William Madaus was the father of Minnie Madaus Hannigan Moeckel and the family lived at 330 East 74th Street in the Yorkville area of New York City. William was a laboring man and worked at the Hotel Savoy on Fifth Avenue and 59th Street in New York City. While the accounts of what happened on the evening of March eleventh may vary, the tragic truth is that William died of a stab wound on his way to Presbyterian Hospital.
On March 11, 1902, William Madaus came home from work with hopes of dinner being on the table. Because he and his wife had been arguing the night before (according to various news accounts), when he came home from work and dinner was not ready, he struck her in the face and they struggled again, eventually falling to the floor. It was during the struggle on the floor that William got stabbed by his wife in the left chest. His wife had been peeling potatoes when he came home and the potato peeling knife was buried to the hilt according to several newspaper reports.
Lizzie Madaus was the mother of 5 living children and 3 additional children who had passed away in the 18 years and eleven months of their marriage. She was in about the sixth month of her pregnancy with her ninth child when this struggle happened with various news accounts describing her as being ‘in a delicate health’ when her husband came home. Later reporting indicated the baby was born just months after the struggle in the Tombs, the infamous New York City jail.
On the evening of the struggle, the responding police officer found William unconscious on the floor and Lizzie fainted on the sofa. She was taken to Bellevue Hospital for observation while her husband was taken to Presbyterian Hospital for treatment. He passed away en route and there are indications in the reporting that Lizzie was never told or her husband’s condition until her trial and she failed to realize her husband had been murdered even when standing before a judge to face charges for his murder.
The very next day (March 12, 1902) she was indicted for the murder of her husband (the quickest such indictment in NYC history to that time) based on the testimony of two daughters (Evelyn – 11 years old and Alice – 8 years old) and the responding policeman. The court ordered the daughters to be placed in the custody of the Society for the Prevention of Cruelty to Children (New York Daily Tribune, Wednesday, March 12, 1902, page 4), while the other children remained at home in the care of their oldest sister, Minnie.

| Data |
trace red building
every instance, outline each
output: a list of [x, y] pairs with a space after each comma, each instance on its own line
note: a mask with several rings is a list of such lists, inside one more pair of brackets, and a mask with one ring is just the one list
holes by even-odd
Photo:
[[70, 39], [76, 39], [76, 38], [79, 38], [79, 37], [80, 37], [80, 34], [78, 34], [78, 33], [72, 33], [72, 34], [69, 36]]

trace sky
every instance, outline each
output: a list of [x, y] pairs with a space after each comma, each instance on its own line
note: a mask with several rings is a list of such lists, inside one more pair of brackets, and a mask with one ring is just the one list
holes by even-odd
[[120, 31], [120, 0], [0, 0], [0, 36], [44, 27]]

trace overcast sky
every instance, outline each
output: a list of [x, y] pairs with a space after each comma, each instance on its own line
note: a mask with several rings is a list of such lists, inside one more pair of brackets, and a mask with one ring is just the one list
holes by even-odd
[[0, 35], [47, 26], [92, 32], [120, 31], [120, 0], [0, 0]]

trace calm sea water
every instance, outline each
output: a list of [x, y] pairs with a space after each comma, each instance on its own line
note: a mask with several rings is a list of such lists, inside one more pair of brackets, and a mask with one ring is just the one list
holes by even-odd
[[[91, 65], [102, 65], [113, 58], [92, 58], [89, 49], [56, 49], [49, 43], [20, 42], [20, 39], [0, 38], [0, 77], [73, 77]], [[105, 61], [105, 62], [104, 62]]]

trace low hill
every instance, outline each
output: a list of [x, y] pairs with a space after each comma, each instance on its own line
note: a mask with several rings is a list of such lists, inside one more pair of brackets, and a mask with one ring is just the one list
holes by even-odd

| Work instruction A |
Rewrite the paragraph of the account of William Madaus's death that begins "The very next day" as a short bulleted list, keeping its main facts.
| Work instruction B |
Continue the account of William Madaus's death, starting after its last sentence.
The listing after the account of William Madaus's death plays no part here.

| Answer space A |
- On March 12, 1902, the day after the struggle, Lizzie Madaus was indicted for her husband's murder. It was the quickest such indictment in New York City history to that time.
- The indictment rested on the testimony of two daughters, Evelyn (11) and Alice (8), and of the responding policeman.
- The court placed those two daughters in the custody of the Society for the Prevention of Cruelty to Children (New York Daily Tribune, Wednesday, March 12, 1902, page 4).
- The other children stayed at home in the care of their oldest sister, Minnie.

| Answer space B |
One news account indicated that Minnie (the oldest daughter) would visit her mother in the Tombs daily because she was employed in the shirt district industry located close by. The article went on to say the Minnie’s sweetheart had abandoned her in her greatest time of need. Denis Michael Hannigan (Minnie’s sweetheart) was in the US Army in South Carolina at the time and in October 1902 deserted from the Army post to return to New York and several months later married Minnie. Denis was killed in a train yard accident in April 1903 and their son Raymond was born in June 1903.
Following the birth of the ninth child in the Tombs jail, a trial date was set for early July 1902. Two children had been placed into the care of a charitable group (probably the 11 year old and 8 year old) and the other two younger children were being cared for by their oldest sister, Minnie. The two girls testified at the trial and after their mother testified for herself, the girls were recalled to the stand and indicated they might not have been present for all the time during the argument.
On July 16, 1902, she was acquitted of the murder of her husband and the chief recorder lectured the jury and her about despite the jury verdict, he believed she was guilty and got away with murder. Several newspapers picked up the Associate Press reporting and headlined articles about the lecturing done by the recorder.
Probably the best headline (well the article sub-head really) came from the Fort Worth Star Telegram: ‘A Woman Who had Butchered Her Husband With a Potato Knife, Acquitted by a Jury – Recorder Goff’s Remarks.’
In late July 1902 it was report that Mabel and Evelyn (the daughters who had testified against their mother) were returned to Lizzie’s care.